** Opening DOCUMENT TEXT block **

- Theatrical release poster
- Directed by: Ronald F. Maxwell
- Screenplay by: Ronald F. Maxwell
- Based on: Gods and Generals (1996 novel) by Jeff Shaara
- Produced by: Moctesuma Esparza Robert A. Katz Mace Neufeld Robert Rehme
- Starring: Jeff Daniels Stephen Lang Robert Duvall Mira Sorvino Kevin Conway C. Thomas Howell Frankie Faison
- Cinematography: Kees Van Oostrum
- Edited by: Corky Ehlers
- Music by: John Frizzell Randy Edelman
- Production company: Ted Turner Pictures
- Distributed by: Warner Bros. Pictures
- Release date: February 21, 2003;
- Running time: 219 minutes 280 minutes (Director's cut)
- Country: United States
- Language: English
- Budget: $56 million
- Box office: $12.8 million

= Gods and Generals (film) =

Gods and Generals is a 2003 American epic war drama film written and directed by Ronald F. Maxwell. It is adapted from the 1996 novel by Jeffrey Shaara and prequel to Maxwell's 1993 film Gettysburg. The film follows the story of Confederate general Stonewall Jackson from the beginning of the American Civil War to his death at the Battle of Chancellorsville. It stars Stephen Lang as Jackson, Jeff Daniels as Lieutenant Colonel Joshua Chamberlain and Robert Duvall as General Robert E. Lee. The cast also features Mira Sorvino, Kevin Conway, C. Thomas Howell and Frankie Faison.

Most of the film was personally financed by media mogul Ted Turner. Originally running over five hours in length, the film was cut by an hour and a half for its 2003 theatrical release, with the full "Extended Director's Cut" being released eight years later in 2011.

** Closing DOCUMENT TEXT block **
** Opening EXCERPTED RECORDS block **

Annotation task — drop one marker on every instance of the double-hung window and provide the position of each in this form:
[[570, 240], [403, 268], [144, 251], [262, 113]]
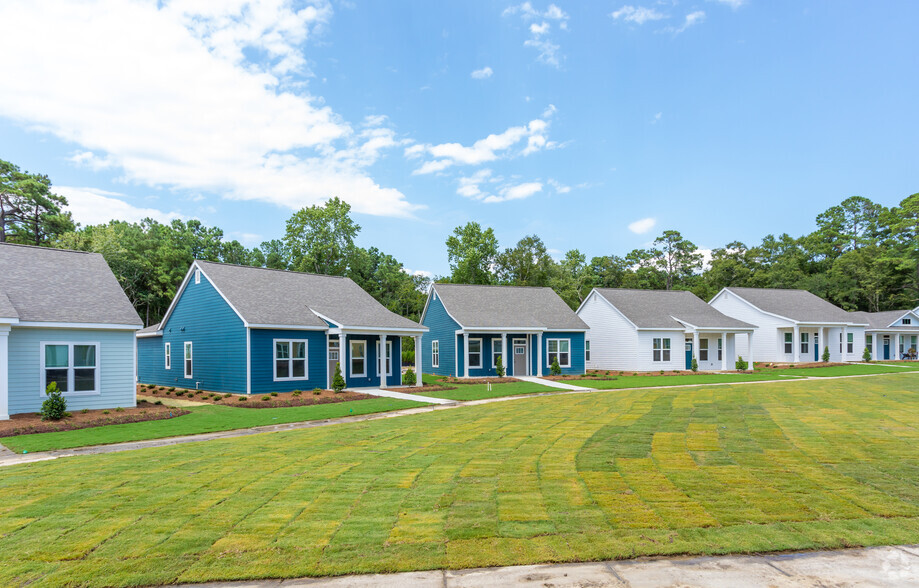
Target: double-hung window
[[358, 359], [188, 359], [475, 353], [74, 367], [290, 359], [661, 349], [559, 349]]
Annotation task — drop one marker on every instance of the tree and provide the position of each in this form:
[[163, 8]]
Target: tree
[[472, 252], [320, 239]]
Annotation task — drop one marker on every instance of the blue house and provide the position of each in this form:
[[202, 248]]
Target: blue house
[[471, 326], [248, 330], [65, 319]]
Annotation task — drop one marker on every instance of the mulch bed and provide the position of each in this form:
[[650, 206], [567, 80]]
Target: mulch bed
[[24, 424], [281, 399]]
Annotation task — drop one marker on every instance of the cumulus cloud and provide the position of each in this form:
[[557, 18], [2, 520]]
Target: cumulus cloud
[[191, 95], [481, 74], [642, 226]]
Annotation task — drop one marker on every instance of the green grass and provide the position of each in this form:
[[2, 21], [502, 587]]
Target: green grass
[[702, 470], [203, 419]]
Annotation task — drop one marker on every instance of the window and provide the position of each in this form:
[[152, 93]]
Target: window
[[475, 353], [561, 349], [661, 350], [188, 356], [290, 360], [358, 359], [388, 358], [74, 367], [496, 353]]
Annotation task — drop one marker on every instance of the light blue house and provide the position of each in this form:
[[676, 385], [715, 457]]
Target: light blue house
[[471, 326], [63, 318], [248, 330]]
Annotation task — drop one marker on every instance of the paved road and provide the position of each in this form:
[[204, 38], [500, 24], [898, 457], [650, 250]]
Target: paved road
[[874, 566]]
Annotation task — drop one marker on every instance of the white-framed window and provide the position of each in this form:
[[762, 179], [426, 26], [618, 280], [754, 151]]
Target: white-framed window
[[74, 367], [560, 349], [496, 353], [290, 360], [188, 359], [388, 358], [661, 350], [358, 359], [475, 353]]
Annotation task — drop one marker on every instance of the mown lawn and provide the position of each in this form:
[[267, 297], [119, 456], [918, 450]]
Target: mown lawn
[[815, 464], [203, 419]]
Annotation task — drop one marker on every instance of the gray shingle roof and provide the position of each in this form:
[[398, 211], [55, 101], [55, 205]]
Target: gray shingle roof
[[56, 285], [798, 305], [650, 309], [882, 320], [508, 306], [274, 297]]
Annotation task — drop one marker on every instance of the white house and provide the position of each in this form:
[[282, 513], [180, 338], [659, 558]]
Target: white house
[[891, 334], [649, 330], [794, 326]]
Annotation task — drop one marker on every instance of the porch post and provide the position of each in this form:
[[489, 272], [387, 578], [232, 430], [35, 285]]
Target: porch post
[[4, 373], [418, 364], [465, 354]]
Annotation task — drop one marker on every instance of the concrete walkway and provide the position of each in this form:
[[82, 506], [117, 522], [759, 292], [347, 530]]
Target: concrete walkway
[[552, 383], [873, 566]]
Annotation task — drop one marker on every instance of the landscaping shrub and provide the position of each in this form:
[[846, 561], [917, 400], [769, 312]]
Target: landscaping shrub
[[54, 408]]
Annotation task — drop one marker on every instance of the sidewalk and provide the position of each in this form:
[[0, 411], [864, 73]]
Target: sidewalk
[[872, 566]]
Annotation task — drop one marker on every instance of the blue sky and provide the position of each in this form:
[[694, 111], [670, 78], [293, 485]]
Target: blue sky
[[595, 125]]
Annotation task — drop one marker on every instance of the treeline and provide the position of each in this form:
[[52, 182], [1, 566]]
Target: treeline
[[861, 256]]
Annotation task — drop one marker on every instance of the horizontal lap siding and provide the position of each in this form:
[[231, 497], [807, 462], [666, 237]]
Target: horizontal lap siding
[[218, 339], [116, 365]]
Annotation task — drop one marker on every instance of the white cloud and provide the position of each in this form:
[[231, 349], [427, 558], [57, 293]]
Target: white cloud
[[169, 94], [490, 148], [637, 14], [642, 226], [93, 207], [481, 74]]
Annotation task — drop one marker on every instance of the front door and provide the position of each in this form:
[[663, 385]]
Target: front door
[[520, 359], [334, 350]]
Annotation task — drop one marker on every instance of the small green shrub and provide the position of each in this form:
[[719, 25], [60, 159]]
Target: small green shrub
[[54, 408]]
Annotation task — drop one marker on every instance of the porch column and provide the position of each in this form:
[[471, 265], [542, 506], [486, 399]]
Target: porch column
[[465, 354], [418, 364], [539, 354], [4, 373]]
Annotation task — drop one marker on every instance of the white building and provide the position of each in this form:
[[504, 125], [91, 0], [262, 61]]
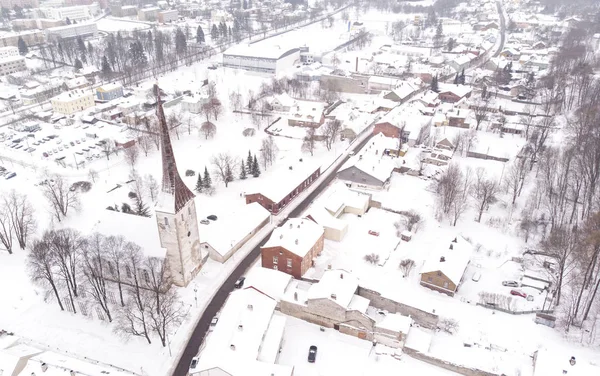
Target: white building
[[12, 64], [72, 31], [246, 339], [168, 16], [194, 103], [270, 59], [72, 101], [74, 13], [8, 51]]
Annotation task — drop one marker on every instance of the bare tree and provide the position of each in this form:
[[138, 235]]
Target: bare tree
[[224, 165], [65, 245], [107, 148], [152, 187], [115, 254], [235, 100], [515, 178], [6, 229], [460, 203], [447, 188], [268, 151], [331, 131], [93, 265], [41, 267], [562, 244], [406, 266], [144, 142], [208, 129], [132, 155], [484, 191], [133, 317], [309, 143], [165, 314], [93, 175], [60, 197]]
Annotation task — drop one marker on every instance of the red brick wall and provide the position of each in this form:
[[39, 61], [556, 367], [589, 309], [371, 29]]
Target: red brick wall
[[283, 255], [262, 200], [387, 129]]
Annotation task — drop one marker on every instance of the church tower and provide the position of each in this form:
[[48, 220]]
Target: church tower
[[176, 214]]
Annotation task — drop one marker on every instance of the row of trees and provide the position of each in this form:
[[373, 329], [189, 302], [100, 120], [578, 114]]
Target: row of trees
[[110, 276]]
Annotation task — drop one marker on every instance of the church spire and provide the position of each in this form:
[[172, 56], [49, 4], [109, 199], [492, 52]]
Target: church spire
[[172, 185]]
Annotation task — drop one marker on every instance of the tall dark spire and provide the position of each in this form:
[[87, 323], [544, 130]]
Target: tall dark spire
[[172, 183]]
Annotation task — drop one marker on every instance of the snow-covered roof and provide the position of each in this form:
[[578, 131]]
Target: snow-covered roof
[[76, 82], [270, 282], [553, 363], [262, 50], [395, 322], [371, 159], [297, 235], [235, 344], [336, 285], [229, 230], [450, 257], [325, 219], [459, 90], [110, 87], [73, 95], [140, 230], [289, 176]]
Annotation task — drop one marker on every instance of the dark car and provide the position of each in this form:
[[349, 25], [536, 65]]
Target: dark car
[[239, 283], [312, 354], [518, 293]]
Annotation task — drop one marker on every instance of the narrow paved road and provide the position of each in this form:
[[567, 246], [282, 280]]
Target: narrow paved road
[[220, 297]]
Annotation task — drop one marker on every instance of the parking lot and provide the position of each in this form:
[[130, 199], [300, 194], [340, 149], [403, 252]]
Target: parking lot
[[65, 145]]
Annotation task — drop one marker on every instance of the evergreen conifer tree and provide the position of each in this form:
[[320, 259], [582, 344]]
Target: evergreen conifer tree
[[207, 179], [255, 167], [249, 164], [199, 184], [243, 173]]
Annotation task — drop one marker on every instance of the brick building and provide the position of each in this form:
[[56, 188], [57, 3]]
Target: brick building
[[444, 270], [293, 246]]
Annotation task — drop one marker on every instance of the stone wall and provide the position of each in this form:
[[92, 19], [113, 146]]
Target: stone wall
[[425, 319], [445, 364]]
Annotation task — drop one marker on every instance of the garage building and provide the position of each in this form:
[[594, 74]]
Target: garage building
[[268, 59]]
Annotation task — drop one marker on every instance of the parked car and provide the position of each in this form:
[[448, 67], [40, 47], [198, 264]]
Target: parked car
[[312, 354], [194, 362], [239, 283]]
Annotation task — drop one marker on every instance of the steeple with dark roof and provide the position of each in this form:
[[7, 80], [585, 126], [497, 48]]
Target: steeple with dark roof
[[172, 186]]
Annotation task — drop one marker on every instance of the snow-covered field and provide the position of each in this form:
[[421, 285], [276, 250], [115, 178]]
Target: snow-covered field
[[110, 25]]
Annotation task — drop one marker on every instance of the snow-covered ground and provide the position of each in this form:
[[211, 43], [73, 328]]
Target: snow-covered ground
[[340, 354]]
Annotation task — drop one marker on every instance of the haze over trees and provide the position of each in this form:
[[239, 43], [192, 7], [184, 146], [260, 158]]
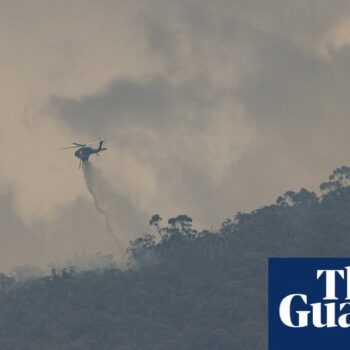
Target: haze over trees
[[183, 290]]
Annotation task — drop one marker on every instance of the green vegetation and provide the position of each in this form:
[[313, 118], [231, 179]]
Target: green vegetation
[[191, 290]]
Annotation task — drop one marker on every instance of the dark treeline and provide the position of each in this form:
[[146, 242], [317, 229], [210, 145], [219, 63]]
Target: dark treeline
[[190, 290]]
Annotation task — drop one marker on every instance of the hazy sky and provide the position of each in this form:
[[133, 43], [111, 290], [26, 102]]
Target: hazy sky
[[209, 108]]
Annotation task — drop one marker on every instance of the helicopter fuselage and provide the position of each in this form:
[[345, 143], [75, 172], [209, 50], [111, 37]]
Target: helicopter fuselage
[[84, 153]]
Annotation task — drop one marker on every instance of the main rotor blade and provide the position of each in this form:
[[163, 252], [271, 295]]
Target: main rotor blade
[[68, 147]]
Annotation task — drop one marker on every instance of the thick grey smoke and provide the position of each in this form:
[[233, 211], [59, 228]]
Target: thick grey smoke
[[100, 193]]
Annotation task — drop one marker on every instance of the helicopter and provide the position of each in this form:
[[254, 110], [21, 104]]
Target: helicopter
[[84, 151]]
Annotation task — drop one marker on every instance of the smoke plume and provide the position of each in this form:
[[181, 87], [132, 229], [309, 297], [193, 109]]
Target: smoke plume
[[99, 191]]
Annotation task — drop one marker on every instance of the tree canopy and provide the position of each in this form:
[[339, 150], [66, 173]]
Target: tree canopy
[[184, 290]]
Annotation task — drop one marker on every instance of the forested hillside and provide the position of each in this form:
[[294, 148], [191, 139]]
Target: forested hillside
[[189, 291]]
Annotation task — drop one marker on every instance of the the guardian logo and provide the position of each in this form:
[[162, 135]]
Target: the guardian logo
[[309, 303]]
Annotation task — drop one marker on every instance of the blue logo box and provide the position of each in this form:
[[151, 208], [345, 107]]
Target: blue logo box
[[309, 303]]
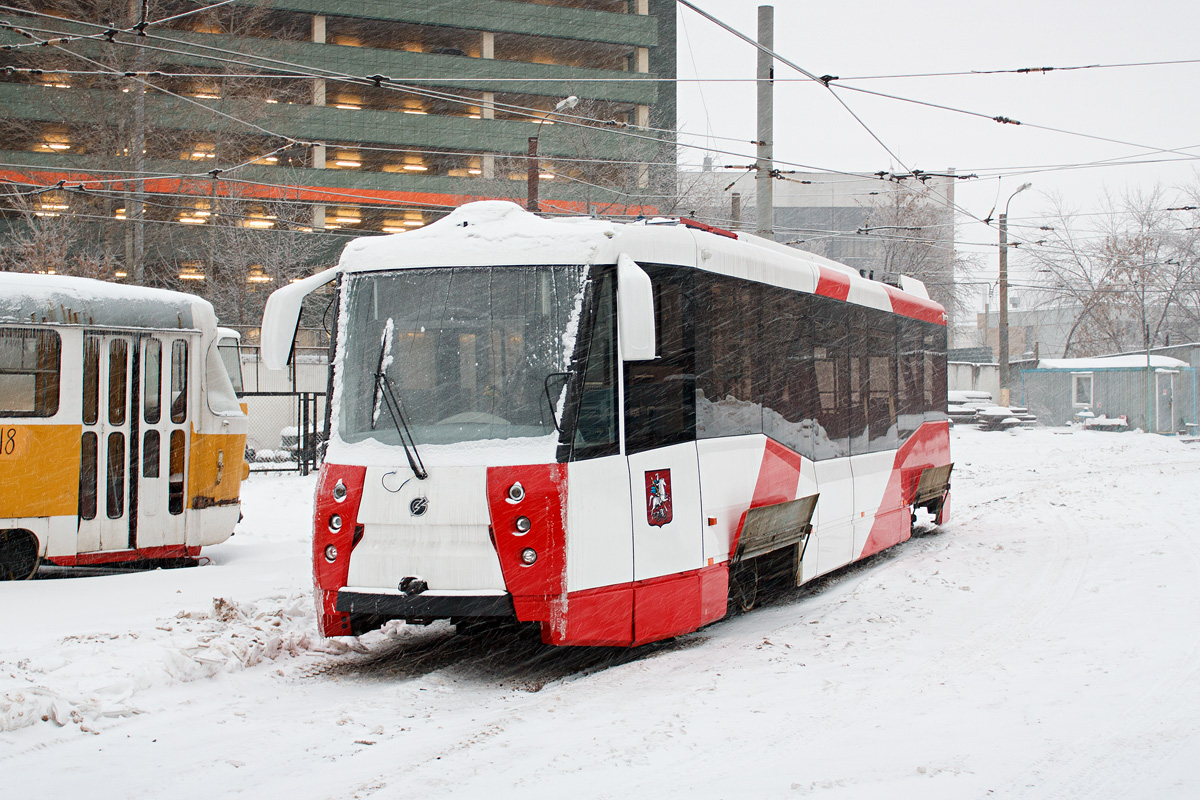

** Closing EXCERPTED RECORDS block **

REQUIRED TASKS:
1) Summarize the Gods and Generals film article in two sentences.
2) Carry on with the Gods and Generals film article from the point where it ends.

ANSWERS FOR EACH ITEM:
1) Gods and Generals is a 2003 American epic war drama written and directed by Ronald F. Maxwell, adapted from Jeffrey Shaara's 1996 novel as a prequel to Maxwell's 1993 film Gettysburg, and it follows Confederate general Stonewall Jackson from the start of the American Civil War to his death at the Battle of Chancellorsville. Mostly financed by Ted Turner, the film originally ran over five hours and was cut by an hour and a half for its 2003 theatrical release, with the full "Extended Director's Cut" released in 2011.

2)
The film was released by Warner Bros. Pictures on February 21, 2003, and was both a critical and commercial failure, grossing $12.8 million against a $56 million budget. Although film critics complimented its performances and historically accurate details such as costumes, they criticized its length, pacing, and screenplay. The film was also heavily criticized by both critics and historians for its "pro-Confederate slant". The Southern Poverty Law Center, as well as numerous writers and historians, said that the film endorsed the "Lost Cause" myth.

Both Shaara and Maxwell expressed displeasure at the theatrical edition of the film, and its poor returns forced Turner to cancel Maxwell's planned adaptation of Shaara's final Civil War novel The Last Full Measure.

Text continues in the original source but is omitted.